▶ What the task requires: Skip every line before the one containing "Target: eyebrow", then copy that line and the rest of the entries below exactly, through the last line.
+ + + +
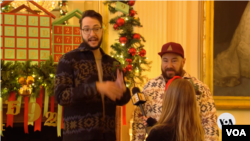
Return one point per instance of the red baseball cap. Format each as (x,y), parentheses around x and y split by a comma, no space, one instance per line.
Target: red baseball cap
(172,47)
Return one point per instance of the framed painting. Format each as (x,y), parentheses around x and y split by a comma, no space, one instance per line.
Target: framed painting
(225,49)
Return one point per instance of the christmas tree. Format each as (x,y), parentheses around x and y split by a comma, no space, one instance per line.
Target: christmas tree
(129,51)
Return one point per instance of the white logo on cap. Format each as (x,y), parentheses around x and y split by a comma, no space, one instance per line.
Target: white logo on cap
(170,48)
(225,119)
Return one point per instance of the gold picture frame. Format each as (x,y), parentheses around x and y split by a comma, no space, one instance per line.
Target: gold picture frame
(206,63)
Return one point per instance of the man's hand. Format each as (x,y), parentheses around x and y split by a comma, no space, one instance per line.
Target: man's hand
(119,81)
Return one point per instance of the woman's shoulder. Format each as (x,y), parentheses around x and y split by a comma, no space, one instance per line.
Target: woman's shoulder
(161,133)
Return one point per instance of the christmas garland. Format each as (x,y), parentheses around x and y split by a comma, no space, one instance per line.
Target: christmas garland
(22,77)
(129,51)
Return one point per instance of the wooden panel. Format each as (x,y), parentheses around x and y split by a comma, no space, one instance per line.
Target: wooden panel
(19,32)
(65,39)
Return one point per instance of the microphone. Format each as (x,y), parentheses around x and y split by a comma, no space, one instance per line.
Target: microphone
(138,99)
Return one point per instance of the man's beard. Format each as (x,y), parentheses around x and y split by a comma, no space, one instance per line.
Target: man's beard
(86,44)
(177,73)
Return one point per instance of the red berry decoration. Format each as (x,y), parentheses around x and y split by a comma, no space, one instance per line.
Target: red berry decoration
(120,22)
(123,40)
(132,13)
(129,61)
(136,36)
(132,51)
(131,2)
(129,67)
(142,53)
(115,26)
(124,70)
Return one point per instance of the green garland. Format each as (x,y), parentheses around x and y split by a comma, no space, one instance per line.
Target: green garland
(134,76)
(43,74)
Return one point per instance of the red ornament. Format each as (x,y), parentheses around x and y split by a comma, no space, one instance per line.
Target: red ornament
(131,2)
(123,40)
(115,26)
(142,53)
(120,22)
(132,13)
(132,51)
(136,36)
(124,70)
(129,67)
(129,61)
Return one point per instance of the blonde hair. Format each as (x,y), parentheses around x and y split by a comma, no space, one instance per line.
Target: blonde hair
(179,109)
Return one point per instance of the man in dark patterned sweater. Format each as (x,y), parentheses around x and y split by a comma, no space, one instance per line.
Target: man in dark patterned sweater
(172,63)
(88,88)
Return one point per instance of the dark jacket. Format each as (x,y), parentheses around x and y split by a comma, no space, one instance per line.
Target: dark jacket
(75,90)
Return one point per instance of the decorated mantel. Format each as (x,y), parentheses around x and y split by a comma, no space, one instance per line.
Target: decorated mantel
(26,84)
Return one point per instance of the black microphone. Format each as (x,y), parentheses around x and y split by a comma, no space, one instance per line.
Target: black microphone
(138,99)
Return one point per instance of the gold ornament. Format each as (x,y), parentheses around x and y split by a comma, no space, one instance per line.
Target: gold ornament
(26,88)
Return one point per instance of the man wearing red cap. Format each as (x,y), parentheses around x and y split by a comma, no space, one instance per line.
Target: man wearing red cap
(172,63)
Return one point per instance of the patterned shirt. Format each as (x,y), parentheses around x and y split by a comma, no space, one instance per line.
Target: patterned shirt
(75,90)
(154,91)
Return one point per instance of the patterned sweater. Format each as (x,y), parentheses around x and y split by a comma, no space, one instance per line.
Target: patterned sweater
(154,91)
(75,90)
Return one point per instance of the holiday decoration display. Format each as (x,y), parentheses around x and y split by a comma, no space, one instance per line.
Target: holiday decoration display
(65,38)
(131,2)
(142,53)
(132,13)
(115,26)
(123,40)
(129,51)
(23,38)
(46,4)
(26,89)
(120,21)
(132,51)
(136,36)
(129,67)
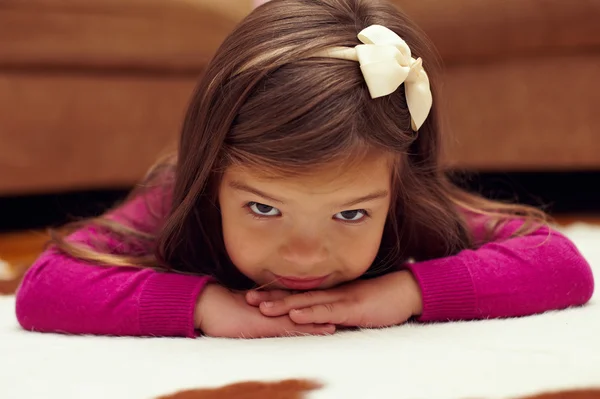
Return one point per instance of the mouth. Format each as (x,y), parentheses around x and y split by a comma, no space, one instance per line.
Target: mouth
(295,283)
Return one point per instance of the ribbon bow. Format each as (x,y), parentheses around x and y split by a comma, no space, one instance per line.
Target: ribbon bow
(386,62)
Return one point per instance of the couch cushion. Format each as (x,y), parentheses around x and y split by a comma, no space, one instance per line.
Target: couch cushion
(146,34)
(463,30)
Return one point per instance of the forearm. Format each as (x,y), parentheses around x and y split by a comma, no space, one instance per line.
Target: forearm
(514,277)
(60,294)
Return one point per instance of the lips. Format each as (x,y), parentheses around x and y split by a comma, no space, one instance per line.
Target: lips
(295,283)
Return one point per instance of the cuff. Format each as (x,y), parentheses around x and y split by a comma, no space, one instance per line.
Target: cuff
(167,304)
(447,289)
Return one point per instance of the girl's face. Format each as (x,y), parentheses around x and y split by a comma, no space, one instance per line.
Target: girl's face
(305,232)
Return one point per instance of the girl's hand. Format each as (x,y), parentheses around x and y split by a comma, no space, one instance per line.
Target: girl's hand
(223,313)
(380,302)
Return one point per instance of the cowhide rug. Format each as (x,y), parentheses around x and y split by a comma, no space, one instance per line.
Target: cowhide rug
(550,356)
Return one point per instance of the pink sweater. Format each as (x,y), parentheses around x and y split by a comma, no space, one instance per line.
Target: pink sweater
(508,277)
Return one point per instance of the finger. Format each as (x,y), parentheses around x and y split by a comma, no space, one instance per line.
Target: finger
(299,301)
(329,313)
(284,326)
(254,297)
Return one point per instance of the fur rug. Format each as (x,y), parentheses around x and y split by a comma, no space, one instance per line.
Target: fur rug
(486,359)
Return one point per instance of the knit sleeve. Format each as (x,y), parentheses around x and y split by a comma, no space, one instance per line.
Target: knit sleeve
(507,277)
(63,294)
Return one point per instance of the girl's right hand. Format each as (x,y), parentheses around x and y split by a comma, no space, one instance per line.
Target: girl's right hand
(223,313)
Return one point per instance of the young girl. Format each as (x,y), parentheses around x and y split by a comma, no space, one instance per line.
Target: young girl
(306,195)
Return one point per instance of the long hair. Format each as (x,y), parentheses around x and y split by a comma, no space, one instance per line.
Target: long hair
(264,101)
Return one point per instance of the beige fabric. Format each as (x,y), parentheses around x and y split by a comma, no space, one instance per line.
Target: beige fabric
(386,63)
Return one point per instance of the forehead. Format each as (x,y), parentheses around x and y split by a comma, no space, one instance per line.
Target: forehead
(372,171)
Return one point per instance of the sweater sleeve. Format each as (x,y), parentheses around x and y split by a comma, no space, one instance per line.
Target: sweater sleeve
(507,277)
(63,294)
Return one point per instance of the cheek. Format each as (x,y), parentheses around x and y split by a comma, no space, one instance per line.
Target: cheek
(248,249)
(358,250)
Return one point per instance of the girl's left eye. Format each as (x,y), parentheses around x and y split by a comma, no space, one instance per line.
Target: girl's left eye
(355,215)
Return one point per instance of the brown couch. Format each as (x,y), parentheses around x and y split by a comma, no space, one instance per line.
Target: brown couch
(92,91)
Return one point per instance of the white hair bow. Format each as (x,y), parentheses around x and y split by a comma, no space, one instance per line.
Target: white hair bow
(386,62)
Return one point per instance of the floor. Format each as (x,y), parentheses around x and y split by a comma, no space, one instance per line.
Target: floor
(20,249)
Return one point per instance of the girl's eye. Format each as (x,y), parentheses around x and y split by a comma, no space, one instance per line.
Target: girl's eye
(263,210)
(355,215)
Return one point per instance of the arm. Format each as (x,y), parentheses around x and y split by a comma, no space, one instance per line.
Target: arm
(508,277)
(62,294)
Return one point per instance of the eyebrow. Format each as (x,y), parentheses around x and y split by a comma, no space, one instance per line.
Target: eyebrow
(238,185)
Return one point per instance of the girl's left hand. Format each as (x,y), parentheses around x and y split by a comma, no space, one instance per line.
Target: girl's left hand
(379,302)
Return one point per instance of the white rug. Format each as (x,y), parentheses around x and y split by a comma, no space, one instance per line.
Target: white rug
+ + + +
▶ Solution to this exercise:
Target: eyebrow
(238,185)
Return one point per instance of the girl's left hand. Format each as (x,y), parentheses around x and y split by a comma, no space, one instance per line.
Target: girl's left hand
(379,302)
Return one point per instance of the white rug. Format each as (x,y), parentheses around x and y split by a comma, no space, one instance per line.
Target: white rug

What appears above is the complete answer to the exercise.